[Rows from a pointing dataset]
┄┄┄┄┄┄┄┄┄┄

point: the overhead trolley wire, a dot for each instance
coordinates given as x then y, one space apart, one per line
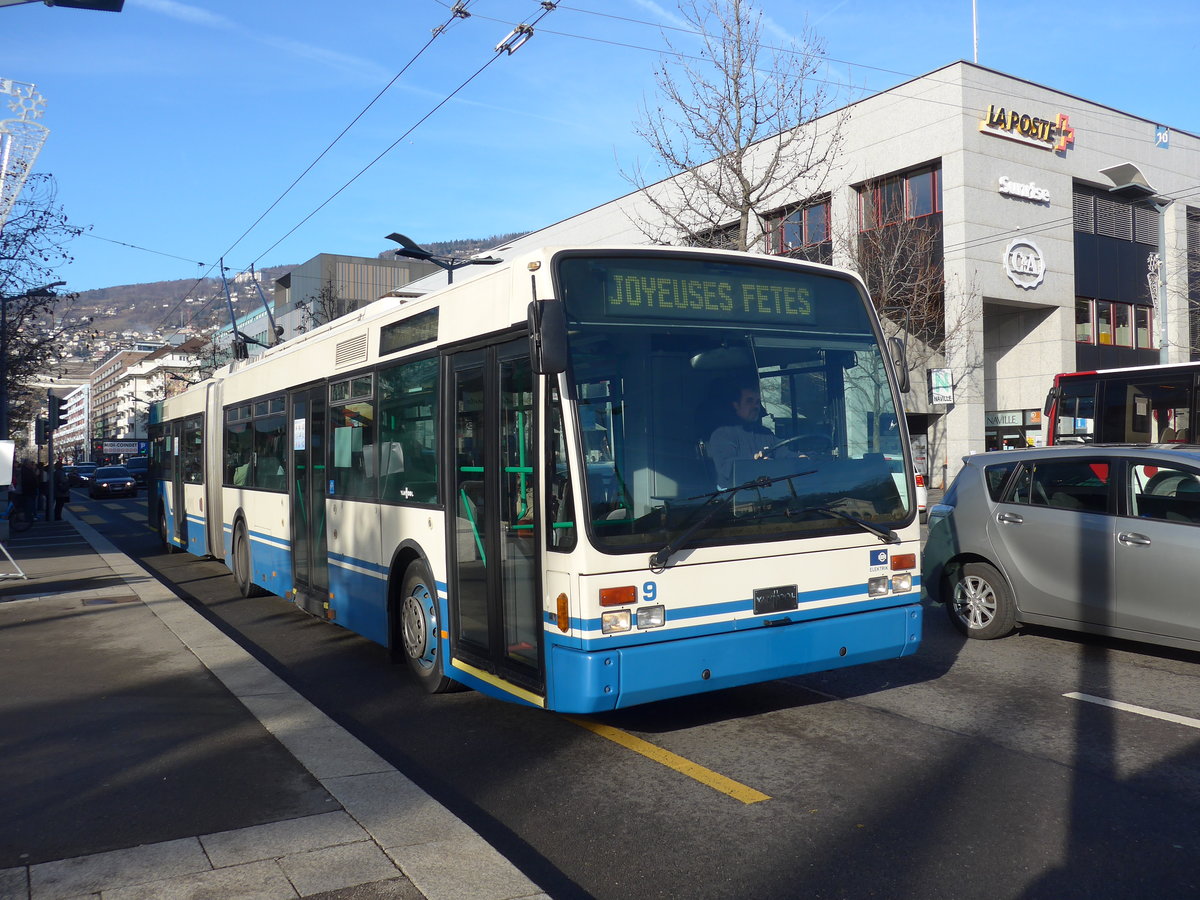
457 12
508 46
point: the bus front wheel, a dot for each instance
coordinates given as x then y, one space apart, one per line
419 631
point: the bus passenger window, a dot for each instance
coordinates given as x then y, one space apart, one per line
352 437
408 431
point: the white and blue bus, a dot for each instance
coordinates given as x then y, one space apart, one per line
525 483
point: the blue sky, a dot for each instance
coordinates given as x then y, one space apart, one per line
174 126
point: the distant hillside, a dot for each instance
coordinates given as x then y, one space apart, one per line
159 309
166 306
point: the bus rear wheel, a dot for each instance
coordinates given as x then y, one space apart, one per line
163 534
243 571
419 633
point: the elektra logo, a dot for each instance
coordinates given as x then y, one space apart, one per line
1026 192
1024 264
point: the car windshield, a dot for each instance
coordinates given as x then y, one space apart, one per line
673 409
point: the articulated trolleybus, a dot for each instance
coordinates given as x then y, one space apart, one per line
538 484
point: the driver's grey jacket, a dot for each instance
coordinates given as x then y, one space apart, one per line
736 442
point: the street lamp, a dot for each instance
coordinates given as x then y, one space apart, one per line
411 249
1129 183
46 291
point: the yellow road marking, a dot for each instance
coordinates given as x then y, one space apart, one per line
673 761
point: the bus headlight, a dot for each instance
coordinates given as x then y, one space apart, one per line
616 621
652 616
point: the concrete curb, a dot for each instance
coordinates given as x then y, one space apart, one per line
388 826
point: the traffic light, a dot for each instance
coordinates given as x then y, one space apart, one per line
55 412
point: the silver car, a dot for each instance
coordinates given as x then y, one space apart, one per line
1099 539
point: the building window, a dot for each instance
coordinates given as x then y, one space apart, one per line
1114 324
910 195
1122 329
802 231
1084 333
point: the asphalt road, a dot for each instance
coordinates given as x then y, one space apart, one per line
964 772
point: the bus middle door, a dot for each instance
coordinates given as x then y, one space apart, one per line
495 598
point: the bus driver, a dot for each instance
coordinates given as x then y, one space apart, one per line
745 438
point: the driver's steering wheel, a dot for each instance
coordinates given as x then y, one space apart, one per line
814 443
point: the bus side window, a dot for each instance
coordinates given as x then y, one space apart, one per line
561 533
408 432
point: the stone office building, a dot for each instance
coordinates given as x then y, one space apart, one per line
1045 267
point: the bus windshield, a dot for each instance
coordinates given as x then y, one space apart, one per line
694 377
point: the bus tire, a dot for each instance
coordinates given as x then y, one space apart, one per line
163 534
418 630
979 603
243 570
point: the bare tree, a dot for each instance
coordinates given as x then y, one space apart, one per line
323 306
733 130
33 246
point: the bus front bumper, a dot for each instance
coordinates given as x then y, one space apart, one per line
598 681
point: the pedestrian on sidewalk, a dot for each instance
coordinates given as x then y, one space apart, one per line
43 489
29 489
61 490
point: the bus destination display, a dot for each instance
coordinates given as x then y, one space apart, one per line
747 295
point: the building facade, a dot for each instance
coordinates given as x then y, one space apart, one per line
1005 187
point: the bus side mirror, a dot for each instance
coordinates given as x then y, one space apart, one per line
900 360
547 337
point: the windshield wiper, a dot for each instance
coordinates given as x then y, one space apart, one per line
885 534
714 501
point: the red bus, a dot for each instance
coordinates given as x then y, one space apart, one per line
1139 405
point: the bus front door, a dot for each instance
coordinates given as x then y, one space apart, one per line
310 563
495 598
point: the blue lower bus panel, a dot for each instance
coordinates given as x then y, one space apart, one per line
592 682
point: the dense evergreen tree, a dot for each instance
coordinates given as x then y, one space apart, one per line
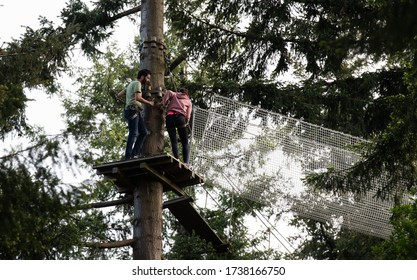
352 66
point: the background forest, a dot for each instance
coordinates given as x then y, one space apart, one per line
350 66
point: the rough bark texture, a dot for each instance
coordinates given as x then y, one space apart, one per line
147 228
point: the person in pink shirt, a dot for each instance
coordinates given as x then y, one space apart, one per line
177 119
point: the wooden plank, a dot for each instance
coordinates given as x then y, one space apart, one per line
192 221
129 173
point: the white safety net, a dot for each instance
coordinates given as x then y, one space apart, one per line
264 157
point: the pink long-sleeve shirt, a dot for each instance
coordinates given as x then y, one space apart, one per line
179 103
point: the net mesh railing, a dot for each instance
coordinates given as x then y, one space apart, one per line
264 157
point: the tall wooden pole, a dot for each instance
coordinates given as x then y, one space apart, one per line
147 223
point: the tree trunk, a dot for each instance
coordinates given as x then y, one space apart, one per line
147 228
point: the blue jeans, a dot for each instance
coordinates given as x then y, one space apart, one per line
137 133
176 123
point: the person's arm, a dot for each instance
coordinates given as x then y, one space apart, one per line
167 96
122 94
188 114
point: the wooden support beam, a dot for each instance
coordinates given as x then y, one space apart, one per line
107 245
163 179
124 200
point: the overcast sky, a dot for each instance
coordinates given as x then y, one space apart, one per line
14 16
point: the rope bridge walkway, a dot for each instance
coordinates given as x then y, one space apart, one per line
264 156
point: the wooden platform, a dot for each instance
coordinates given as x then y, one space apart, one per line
173 174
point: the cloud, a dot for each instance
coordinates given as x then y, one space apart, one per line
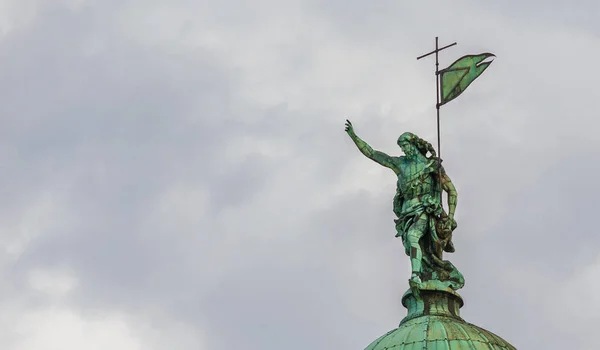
177 175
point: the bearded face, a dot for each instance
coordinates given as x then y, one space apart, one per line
410 151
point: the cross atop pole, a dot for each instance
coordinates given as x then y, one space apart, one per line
437 103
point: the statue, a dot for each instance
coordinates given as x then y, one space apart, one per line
423 224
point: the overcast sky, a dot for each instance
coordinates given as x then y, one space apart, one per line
175 173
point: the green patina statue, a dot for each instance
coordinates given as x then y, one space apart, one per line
422 222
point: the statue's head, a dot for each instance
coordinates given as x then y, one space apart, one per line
406 141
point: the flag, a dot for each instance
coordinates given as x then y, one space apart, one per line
460 74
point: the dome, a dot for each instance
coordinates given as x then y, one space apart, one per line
433 322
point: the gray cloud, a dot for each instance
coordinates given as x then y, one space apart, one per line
177 175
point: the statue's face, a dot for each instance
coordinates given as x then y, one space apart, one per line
408 148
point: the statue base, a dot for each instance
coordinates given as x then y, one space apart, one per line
427 299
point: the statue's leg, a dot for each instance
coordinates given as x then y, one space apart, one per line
413 235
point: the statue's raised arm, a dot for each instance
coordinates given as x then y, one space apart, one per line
377 156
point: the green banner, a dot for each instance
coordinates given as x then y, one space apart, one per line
460 74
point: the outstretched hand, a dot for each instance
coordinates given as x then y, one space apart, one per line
349 128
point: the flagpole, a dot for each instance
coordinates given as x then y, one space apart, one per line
437 107
437 100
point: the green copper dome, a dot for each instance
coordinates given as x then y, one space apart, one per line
433 322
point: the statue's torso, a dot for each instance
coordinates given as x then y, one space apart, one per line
415 178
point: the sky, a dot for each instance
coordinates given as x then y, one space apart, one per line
176 175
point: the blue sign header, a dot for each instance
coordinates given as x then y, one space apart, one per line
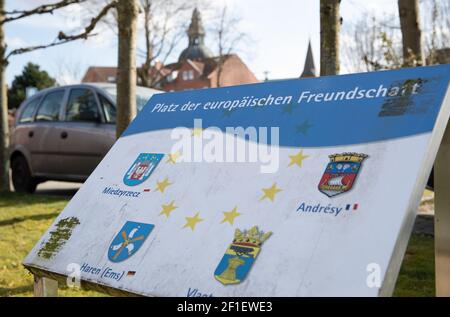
313 112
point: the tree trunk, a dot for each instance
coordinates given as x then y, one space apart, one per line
411 35
330 24
127 12
4 127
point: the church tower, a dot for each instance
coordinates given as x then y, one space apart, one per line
196 49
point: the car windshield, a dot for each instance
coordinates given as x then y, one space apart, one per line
142 95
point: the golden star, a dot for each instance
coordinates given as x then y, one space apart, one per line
191 222
161 186
297 159
197 132
270 192
167 209
173 157
230 216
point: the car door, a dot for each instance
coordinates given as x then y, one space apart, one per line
86 136
43 137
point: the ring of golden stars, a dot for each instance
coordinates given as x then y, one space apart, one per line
191 222
197 132
167 209
297 159
161 186
229 216
173 157
270 192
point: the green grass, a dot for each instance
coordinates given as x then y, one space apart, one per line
24 218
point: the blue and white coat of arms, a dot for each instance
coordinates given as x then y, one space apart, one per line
128 240
142 168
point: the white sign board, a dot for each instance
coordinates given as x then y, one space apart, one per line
292 188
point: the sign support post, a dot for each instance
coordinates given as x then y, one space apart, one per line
442 216
45 287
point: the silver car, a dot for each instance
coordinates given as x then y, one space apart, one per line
62 133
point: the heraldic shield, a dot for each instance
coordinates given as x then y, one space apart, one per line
240 256
128 240
340 174
142 168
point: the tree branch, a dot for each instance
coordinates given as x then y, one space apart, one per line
63 38
42 9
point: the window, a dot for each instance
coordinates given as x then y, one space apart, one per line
82 106
108 108
50 106
28 112
188 74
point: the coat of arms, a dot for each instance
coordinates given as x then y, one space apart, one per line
128 241
142 168
340 174
240 255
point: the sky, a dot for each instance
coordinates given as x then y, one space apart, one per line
277 32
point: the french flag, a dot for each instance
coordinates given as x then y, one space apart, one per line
349 206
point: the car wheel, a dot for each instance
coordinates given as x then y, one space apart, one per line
23 182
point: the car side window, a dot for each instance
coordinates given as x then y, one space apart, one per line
50 106
82 106
108 108
28 111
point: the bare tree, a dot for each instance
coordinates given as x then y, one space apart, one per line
374 43
62 38
371 44
330 24
411 33
228 36
127 13
436 32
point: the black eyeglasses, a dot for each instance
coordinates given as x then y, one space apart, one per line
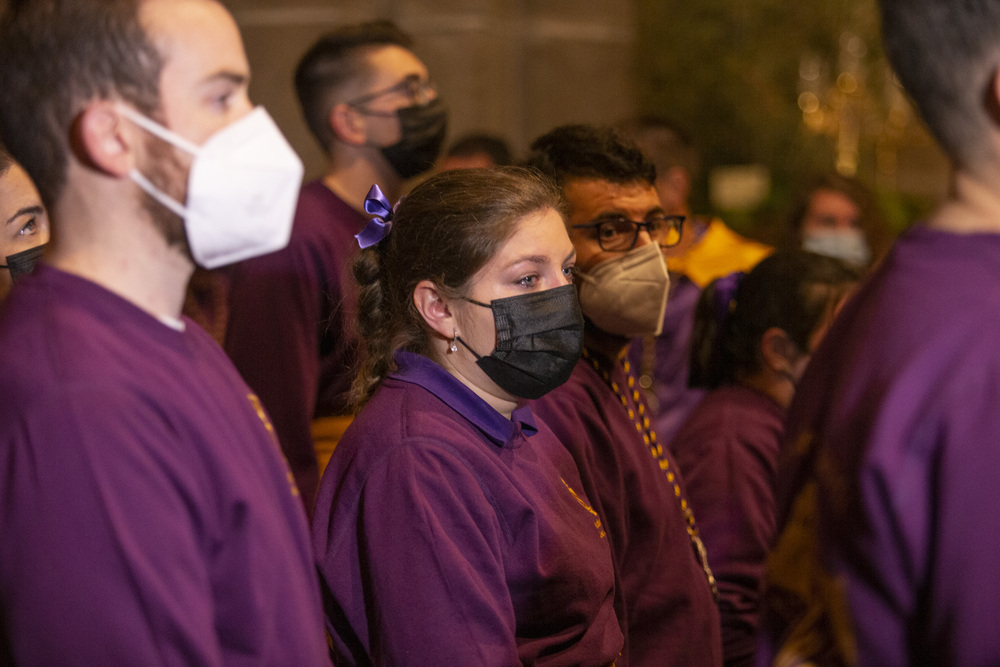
415 90
618 233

┄┄┄┄┄┄┄┄┄┄

**SHORT TASK:** Restate word for word, please, the line containing "point: the green grass, a" and all lines after it through the end of the material; the pictures do not belong in the copy.

**EXERCISE OUTPUT:**
point: the green grass, a dot for each instance
coordinates given as x then y, one space apart, one per line
24 218
point: the blue and white coat of arms, a dot for each instance
coordinates given as x then y, one space apart, one per line
128 240
142 168
point: the white sign board, a dot for each instance
coordinates given as x then y, one space apart, one per line
292 188
point: the sign support post, a dot for each instance
coordinates given as x then y, one space apart, one per line
442 216
45 287
point: the silver car, a dot for each instance
coordinates given as x then y, one space apart, one per line
62 133
point: the heraldic shield, a dot for each instance
coordinates given as x then y, one space apart, one per line
240 256
128 240
340 174
142 168
point: the tree branch, a dot for each instance
coordinates given as x then y, one space apart, one per line
63 38
42 9
point: the window, a dot for each instance
coordinates given as x then y, one space apart, one per line
82 106
108 108
50 106
28 112
188 74
point: the coat of arms, a dot for each instance
coordinates given as x then y, one space apart, one per line
128 241
142 168
340 174
240 255
point: the sky, a dot for each instance
coordinates given as x then y, one space apart, one per line
277 32
point: the french flag, a dot for each instance
coordinates given as x then y, one space apart, one per line
349 206
point: the car wheel, a dot for each instance
coordinates given as x then y, one space apart, one per line
23 182
point: the car side window, a dot for each instance
coordinates given as x then y, one space apart, one per line
50 106
82 106
108 108
28 111
point: the bare tree, a dot for each instance
coordinates given as x then y, one space apart, one per line
374 43
62 38
371 44
330 24
411 33
228 36
127 13
436 32
point: the black eyeglasses, a dot for each instance
coordinates given as x then y, one space apart, one per line
415 90
618 233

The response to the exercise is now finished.